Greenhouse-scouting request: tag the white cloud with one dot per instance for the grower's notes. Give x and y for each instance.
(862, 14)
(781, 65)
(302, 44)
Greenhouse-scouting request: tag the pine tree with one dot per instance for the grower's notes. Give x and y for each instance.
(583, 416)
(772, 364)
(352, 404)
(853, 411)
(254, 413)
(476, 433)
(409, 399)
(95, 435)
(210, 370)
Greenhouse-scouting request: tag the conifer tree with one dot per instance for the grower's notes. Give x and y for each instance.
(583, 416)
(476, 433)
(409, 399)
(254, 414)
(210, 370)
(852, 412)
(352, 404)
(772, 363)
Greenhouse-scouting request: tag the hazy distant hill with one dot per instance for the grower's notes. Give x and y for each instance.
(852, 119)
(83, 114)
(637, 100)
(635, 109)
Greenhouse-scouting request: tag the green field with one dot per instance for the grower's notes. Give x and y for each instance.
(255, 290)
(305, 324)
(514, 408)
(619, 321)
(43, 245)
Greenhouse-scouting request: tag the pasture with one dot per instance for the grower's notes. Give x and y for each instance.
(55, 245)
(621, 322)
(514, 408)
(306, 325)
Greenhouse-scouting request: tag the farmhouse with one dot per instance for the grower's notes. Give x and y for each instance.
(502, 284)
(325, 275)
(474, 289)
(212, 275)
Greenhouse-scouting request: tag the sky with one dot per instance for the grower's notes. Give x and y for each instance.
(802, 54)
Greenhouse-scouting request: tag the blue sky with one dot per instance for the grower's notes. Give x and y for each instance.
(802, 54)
________
_Your goal:_
Substitute "barn" for "farmhouse" in the stretch of items from the line containing "Greenhouse-scouting request: tag the farmhouse" through the end of the items. Reproduce only that stretch, leaving everything else unchanged.

_Output below:_
Greenhouse-scouting request: tag the barn with one dot per instance for the grower's notes. Give x and y for each instance.
(502, 284)
(325, 275)
(474, 289)
(212, 275)
Greenhouse-scouting request: tag the sky with one dot per instance for the grower's notes. Give x and y for each instance.
(802, 54)
Greenhouse-scouting request: tag the blue sky with one dot per instance for the grower's notes. Give x and y for each instance.
(802, 54)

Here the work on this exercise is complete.